- THINGS TO DO:
**A.** In the article on the Salton Sea crisis, how many tourists a year did the lake draw in the 1950s and 1960s?
**B.** Pick up the Salton Sea article after its last paragraph and keep writing it.

Environmental News

The Salton Sea Crisis: California’s Largest Lake is Rapidly Shrinking

The Salton Sea Crisis: California’s Largest Lake is Rapidly Shrinking
Camilo Atkinson

The Salton Sea is California’s largest inland saline lake in the Sonoran desert. Today, it is drying up generating an ecological crisis, called the Salton Sea Crisis. Let’s take a closer look.

The Lake’s History

Salton Sea’s creation was nothing but a big accident. In 1905, irrigation canals on the banks of the Colorado River broke, flooding the Salton basin and submerging the town of Salton. By 1907, the canals were fixed, yet, the lake had been already formed.

Initially, the new lake was marketed as a “miracle in the desert.” In the 50s and 60s, it attracted over half a million tourists per year. Even Hollywood stars, like the Beach Boys and Sonny Bono would visit regularly.

- DATA SUPPLIED:
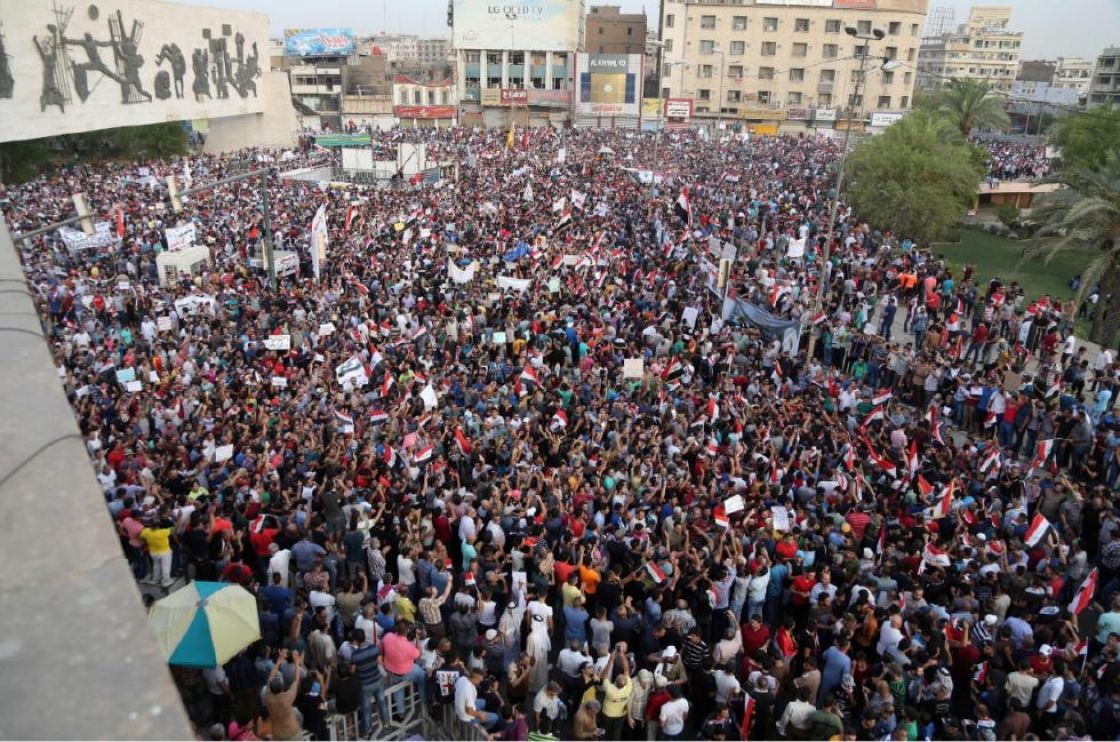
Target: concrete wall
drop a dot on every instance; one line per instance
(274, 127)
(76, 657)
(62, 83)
...
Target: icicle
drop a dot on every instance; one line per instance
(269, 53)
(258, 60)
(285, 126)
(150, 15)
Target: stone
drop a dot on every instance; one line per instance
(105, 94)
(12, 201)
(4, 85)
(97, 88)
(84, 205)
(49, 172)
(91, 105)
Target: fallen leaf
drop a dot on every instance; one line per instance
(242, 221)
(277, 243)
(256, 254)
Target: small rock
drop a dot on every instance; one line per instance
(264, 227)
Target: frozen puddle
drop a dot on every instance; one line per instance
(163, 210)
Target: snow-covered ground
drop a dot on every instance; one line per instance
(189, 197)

- ANSWER LIST:
**A.** Over half a million tourists per year.

**B.**
Today, the Salton lake has been rapidly shrinking and birds and fish have been dying, in what is now called the Salton Sea Crisis. The dry lake bed is releasing toxic dust into the desert winds affecting nearby communities. Asthma rates have alarmingly increased among the communities near by the lake.

The Salton Sea Crisis is About to Get Worse

Right after the lake was created, its water level was sustained by the Colorado River and the irrigation runoff from agricultural activity in the Imperial County. The water that has been pouring into the lake contains fertilizer, pesticides, and large quantities of salt.

Over the years, the lake’s salinity rose so much that it was barely able to sustain any life. Today, the Salton Sea’s water is 30 percent saltier than the Pacific Ocean.

By the end of this year, river water will be diverted from farms to cities since that is where the growing demand is, causing the lake to dry up faster that ever before and sending more lung-damaging dust to the working class families around the lake. This will cause an ecological apocalypse and thrusts the Salton Sea Crisis to the top of the environmental agenda.

In 2014, local students went to the state capitol to urge politicians to take urgent actions. So far, little to nothing has been done by the local and state authorities.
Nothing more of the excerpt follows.